*ASSIGNED TASK*. Your result should be the lines holding the word "wall", copied from the entries below.

(Data items)

:::

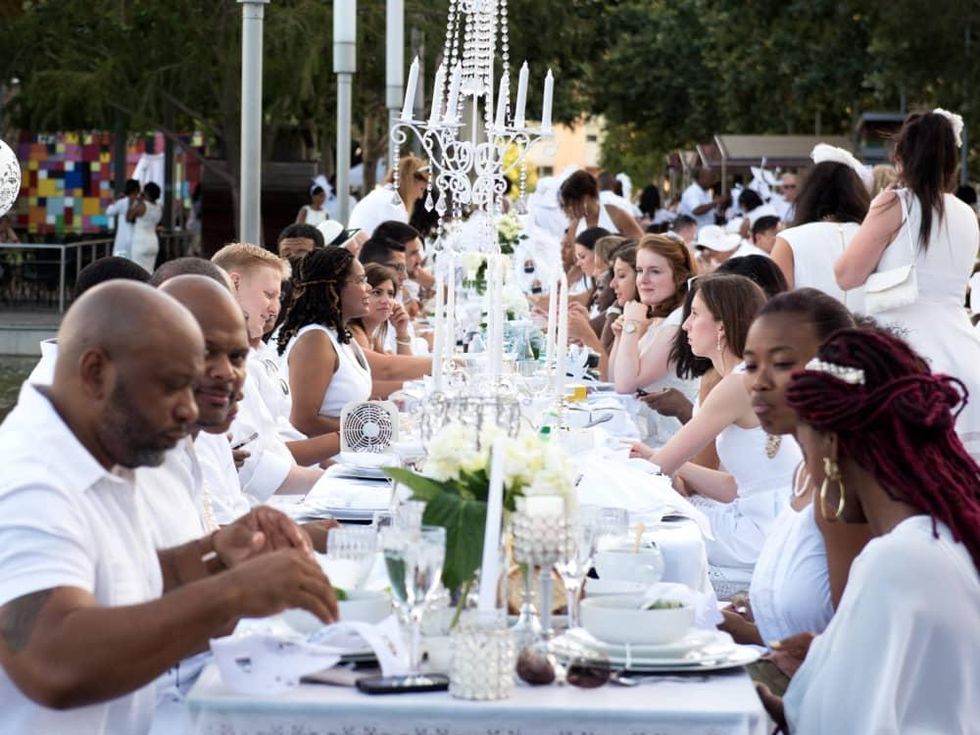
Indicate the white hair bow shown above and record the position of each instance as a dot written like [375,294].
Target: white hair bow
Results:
[825,152]
[955,120]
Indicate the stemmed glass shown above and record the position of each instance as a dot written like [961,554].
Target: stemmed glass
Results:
[350,555]
[413,560]
[580,543]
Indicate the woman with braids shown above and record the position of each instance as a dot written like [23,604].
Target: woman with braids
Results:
[925,225]
[803,566]
[326,368]
[743,501]
[902,651]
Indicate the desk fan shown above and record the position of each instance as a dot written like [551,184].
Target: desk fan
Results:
[368,426]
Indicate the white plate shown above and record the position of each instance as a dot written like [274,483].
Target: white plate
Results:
[691,643]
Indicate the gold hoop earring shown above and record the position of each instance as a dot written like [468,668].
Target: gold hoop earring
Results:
[831,474]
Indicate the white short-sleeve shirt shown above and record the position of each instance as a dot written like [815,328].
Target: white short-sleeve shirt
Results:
[66,521]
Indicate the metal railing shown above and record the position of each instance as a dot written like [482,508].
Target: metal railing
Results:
[30,256]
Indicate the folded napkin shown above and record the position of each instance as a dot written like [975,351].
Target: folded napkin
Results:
[268,657]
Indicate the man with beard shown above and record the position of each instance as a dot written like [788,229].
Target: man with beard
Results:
[83,625]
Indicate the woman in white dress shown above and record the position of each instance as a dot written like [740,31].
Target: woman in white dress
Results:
[146,214]
[829,210]
[901,653]
[941,231]
[326,368]
[743,501]
[315,212]
[798,579]
[644,335]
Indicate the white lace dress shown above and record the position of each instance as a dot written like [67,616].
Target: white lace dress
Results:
[937,325]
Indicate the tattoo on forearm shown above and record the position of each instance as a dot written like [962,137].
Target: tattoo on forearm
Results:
[17,619]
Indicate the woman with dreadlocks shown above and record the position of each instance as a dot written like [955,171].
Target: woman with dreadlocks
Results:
[925,226]
[326,368]
[901,653]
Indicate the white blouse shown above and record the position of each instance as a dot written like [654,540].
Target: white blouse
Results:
[901,654]
[351,382]
[790,590]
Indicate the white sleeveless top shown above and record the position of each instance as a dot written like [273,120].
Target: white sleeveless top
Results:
[741,527]
[351,382]
[815,246]
[790,590]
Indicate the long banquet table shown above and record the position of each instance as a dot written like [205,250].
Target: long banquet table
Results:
[715,704]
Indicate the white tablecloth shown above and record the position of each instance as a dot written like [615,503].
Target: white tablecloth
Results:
[722,704]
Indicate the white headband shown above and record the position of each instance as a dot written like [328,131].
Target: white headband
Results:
[824,152]
[854,376]
[955,120]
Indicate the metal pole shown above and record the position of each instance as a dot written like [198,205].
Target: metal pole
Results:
[344,65]
[250,186]
[394,57]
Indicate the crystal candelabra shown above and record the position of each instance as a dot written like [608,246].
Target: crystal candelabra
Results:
[471,172]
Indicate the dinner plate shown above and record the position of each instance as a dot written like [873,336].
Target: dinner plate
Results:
[691,643]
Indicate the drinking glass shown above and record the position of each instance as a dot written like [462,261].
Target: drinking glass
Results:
[580,542]
[413,560]
[350,555]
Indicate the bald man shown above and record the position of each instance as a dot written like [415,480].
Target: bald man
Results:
[90,612]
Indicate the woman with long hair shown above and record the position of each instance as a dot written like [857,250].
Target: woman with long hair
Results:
[639,359]
[900,655]
[743,501]
[924,225]
[829,209]
[803,566]
[326,368]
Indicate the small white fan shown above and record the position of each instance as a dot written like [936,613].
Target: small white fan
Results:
[368,426]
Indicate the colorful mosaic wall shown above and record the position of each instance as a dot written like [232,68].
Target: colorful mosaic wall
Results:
[67,181]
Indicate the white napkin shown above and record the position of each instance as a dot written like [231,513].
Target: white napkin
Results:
[267,657]
[611,479]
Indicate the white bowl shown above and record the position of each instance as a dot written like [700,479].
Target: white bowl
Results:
[599,587]
[620,619]
[645,565]
[361,606]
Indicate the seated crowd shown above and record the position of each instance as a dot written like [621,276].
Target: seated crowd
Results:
[831,441]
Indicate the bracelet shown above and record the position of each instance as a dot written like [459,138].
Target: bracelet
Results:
[211,560]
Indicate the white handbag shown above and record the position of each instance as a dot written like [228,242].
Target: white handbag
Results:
[894,287]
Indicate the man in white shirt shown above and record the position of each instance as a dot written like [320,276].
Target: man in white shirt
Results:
[83,626]
[697,202]
[276,463]
[122,245]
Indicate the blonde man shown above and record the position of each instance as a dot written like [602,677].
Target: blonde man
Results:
[257,276]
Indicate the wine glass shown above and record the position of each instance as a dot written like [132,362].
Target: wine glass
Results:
[413,560]
[580,543]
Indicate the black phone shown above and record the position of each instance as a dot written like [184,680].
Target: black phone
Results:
[403,684]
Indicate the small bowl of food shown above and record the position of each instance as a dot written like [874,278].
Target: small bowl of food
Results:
[636,619]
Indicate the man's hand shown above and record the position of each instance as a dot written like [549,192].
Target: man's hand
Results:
[261,530]
[318,531]
[281,580]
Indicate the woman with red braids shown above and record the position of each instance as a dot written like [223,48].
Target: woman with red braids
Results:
[925,226]
[902,653]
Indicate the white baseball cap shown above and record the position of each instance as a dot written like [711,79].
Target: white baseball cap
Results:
[715,238]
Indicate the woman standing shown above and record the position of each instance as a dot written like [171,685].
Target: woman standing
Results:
[829,210]
[314,213]
[925,225]
[900,655]
[146,214]
[326,368]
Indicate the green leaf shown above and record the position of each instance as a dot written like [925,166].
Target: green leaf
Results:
[464,521]
[422,487]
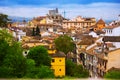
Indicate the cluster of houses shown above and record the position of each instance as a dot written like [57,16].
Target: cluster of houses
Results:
[97,43]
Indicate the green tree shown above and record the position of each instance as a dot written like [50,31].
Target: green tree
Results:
[33,32]
[40,55]
[12,62]
[112,74]
[64,43]
[3,20]
[37,31]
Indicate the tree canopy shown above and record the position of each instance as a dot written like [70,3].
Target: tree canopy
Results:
[3,20]
[12,62]
[64,43]
[40,55]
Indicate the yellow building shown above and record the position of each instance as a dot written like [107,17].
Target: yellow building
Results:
[99,25]
[113,59]
[58,61]
[58,64]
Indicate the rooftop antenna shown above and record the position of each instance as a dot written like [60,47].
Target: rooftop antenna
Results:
[64,13]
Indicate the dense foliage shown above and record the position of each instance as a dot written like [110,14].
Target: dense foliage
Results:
[113,74]
[12,62]
[3,20]
[14,65]
[74,70]
[64,43]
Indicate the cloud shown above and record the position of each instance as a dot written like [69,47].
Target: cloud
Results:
[107,11]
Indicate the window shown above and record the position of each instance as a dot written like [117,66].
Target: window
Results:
[60,60]
[53,60]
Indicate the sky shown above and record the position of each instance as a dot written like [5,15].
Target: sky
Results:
[105,9]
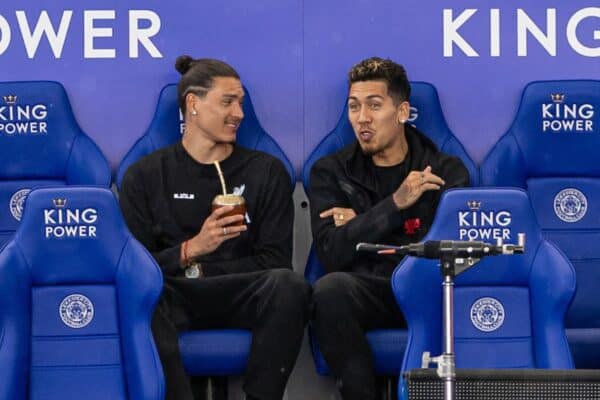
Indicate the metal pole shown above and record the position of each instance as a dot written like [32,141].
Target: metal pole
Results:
[448,356]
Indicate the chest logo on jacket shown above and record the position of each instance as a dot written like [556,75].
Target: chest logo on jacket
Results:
[486,225]
[412,225]
[183,196]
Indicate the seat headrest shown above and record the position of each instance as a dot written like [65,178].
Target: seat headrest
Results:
[37,123]
[557,128]
[425,114]
[485,214]
[72,234]
[168,125]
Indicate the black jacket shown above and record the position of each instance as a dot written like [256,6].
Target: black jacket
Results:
[347,179]
[166,196]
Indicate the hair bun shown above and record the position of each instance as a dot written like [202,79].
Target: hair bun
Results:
[183,64]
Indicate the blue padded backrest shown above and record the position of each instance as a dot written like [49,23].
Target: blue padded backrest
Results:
[41,144]
[509,310]
[168,125]
[555,133]
[550,150]
[425,113]
[76,297]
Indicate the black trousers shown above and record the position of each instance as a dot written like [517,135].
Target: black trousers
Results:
[346,305]
[273,304]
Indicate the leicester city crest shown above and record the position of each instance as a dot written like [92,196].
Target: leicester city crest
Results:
[570,205]
[487,314]
[16,203]
[76,311]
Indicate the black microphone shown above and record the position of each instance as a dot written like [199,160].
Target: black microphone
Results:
[436,249]
[450,248]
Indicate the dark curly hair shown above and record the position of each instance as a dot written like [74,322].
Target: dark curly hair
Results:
[386,70]
[197,76]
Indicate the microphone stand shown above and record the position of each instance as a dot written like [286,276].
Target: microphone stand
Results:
[450,267]
[453,262]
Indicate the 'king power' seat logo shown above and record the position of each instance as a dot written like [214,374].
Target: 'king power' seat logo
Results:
[559,116]
[22,119]
[62,222]
[477,224]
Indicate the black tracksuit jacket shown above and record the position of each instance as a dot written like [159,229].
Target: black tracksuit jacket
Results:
[347,179]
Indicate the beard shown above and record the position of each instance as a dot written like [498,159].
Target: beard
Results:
[368,149]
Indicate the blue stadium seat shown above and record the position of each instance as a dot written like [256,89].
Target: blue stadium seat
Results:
[168,125]
[509,310]
[211,352]
[41,144]
[77,293]
[551,150]
[426,114]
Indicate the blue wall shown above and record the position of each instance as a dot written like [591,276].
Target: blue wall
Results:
[293,57]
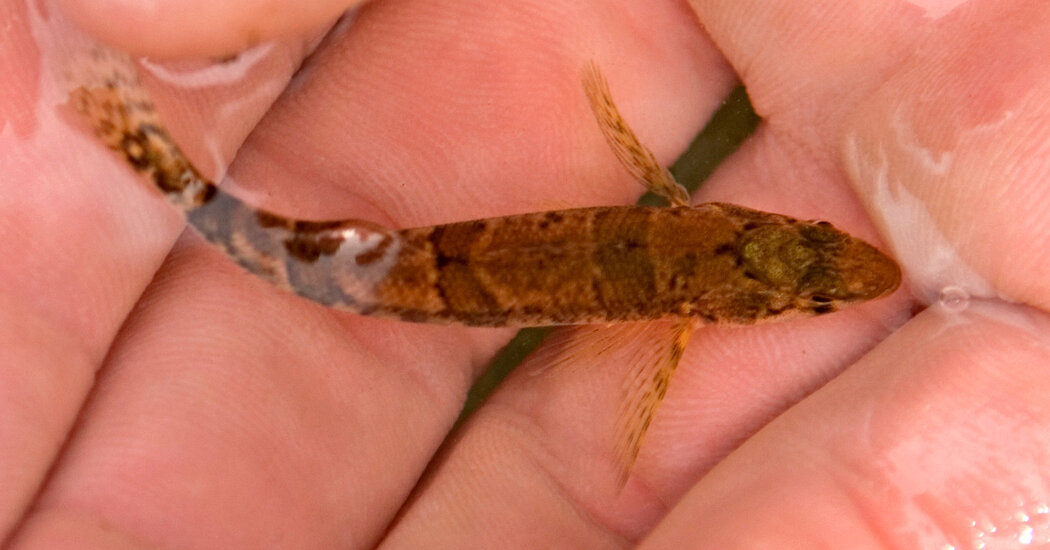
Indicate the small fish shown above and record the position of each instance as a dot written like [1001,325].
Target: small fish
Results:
[691,265]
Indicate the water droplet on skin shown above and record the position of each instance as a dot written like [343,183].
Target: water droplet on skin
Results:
[954,299]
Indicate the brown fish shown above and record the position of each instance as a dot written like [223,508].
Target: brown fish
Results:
[709,263]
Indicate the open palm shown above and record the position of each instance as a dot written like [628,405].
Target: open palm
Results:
[155,395]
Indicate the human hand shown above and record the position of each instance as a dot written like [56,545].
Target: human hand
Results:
[214,423]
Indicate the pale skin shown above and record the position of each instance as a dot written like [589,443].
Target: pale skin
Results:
[221,413]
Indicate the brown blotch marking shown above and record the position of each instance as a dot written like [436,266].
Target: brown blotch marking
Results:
[463,295]
[374,255]
[307,240]
[623,258]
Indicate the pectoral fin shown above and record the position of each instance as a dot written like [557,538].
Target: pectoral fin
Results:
[636,157]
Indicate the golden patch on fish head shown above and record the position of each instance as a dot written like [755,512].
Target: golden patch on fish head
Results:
[821,267]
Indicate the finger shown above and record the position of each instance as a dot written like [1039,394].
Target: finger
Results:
[82,238]
[190,29]
[361,147]
[297,423]
[953,168]
[933,440]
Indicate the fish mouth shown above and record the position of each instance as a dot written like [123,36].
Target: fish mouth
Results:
[867,273]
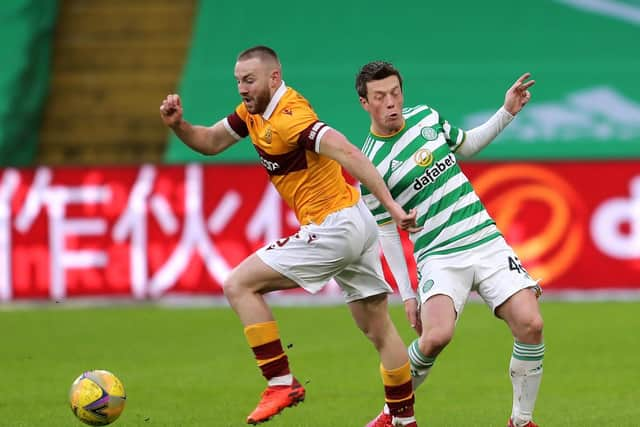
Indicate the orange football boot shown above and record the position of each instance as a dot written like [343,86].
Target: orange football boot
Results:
[274,399]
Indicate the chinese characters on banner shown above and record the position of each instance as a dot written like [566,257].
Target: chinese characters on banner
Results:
[150,231]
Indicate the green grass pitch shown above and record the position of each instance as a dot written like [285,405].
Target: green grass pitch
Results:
[192,367]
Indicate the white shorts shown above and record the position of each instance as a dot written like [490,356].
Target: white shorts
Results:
[344,247]
[491,269]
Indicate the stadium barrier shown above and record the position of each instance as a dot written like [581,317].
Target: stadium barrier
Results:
[149,232]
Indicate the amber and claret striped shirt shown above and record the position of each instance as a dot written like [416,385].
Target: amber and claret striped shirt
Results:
[286,137]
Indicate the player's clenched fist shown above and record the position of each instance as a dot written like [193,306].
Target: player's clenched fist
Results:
[171,110]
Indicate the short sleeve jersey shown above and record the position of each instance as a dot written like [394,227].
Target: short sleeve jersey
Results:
[286,137]
[419,167]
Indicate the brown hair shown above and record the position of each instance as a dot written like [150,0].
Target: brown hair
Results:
[261,52]
[376,70]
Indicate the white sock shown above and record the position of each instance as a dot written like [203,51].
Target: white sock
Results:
[281,380]
[420,364]
[526,373]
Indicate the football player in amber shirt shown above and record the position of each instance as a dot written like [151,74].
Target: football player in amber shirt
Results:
[337,238]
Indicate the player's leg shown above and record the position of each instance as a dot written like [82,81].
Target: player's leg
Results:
[438,315]
[512,295]
[244,289]
[522,314]
[444,286]
[372,317]
[365,290]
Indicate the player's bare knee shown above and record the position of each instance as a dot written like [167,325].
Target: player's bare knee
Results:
[232,288]
[434,340]
[530,329]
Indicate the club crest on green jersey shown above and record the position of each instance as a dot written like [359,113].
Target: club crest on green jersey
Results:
[427,286]
[429,133]
[423,157]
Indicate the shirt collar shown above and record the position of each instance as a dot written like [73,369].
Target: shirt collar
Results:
[274,101]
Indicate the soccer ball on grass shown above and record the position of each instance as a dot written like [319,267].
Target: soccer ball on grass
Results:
[97,397]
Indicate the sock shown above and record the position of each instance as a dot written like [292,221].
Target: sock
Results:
[526,372]
[398,392]
[420,364]
[264,340]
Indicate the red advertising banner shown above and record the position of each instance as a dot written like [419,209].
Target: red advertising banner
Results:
[151,231]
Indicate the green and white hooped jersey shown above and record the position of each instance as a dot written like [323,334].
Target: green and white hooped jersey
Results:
[419,167]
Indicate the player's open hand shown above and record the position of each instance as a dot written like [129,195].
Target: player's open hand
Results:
[406,221]
[518,94]
[171,110]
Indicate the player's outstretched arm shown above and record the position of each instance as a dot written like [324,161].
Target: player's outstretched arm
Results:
[516,97]
[336,146]
[205,140]
[518,94]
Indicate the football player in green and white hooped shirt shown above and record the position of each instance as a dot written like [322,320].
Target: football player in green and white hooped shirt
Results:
[458,249]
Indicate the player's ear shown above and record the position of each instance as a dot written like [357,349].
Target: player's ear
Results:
[364,103]
[275,77]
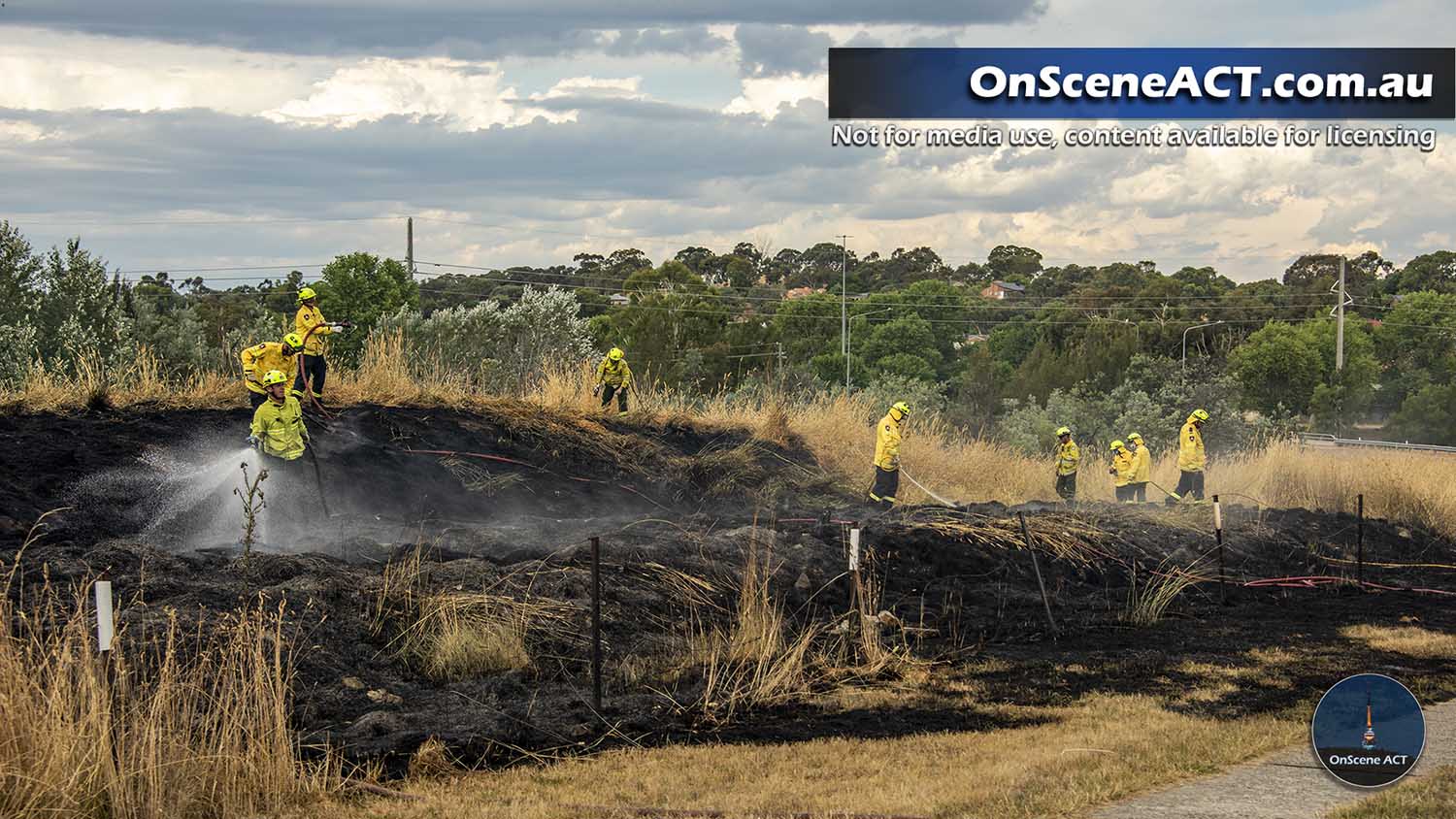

:::

*REPLY*.
Indicate the colorful mosaic wall shown above and record the position of each instance as a dot written like [232,68].
Target: colorful mosaic wall
Indicate the blue wall shown above and record the position of each instance as a dot written like [591,276].
Target: blue wall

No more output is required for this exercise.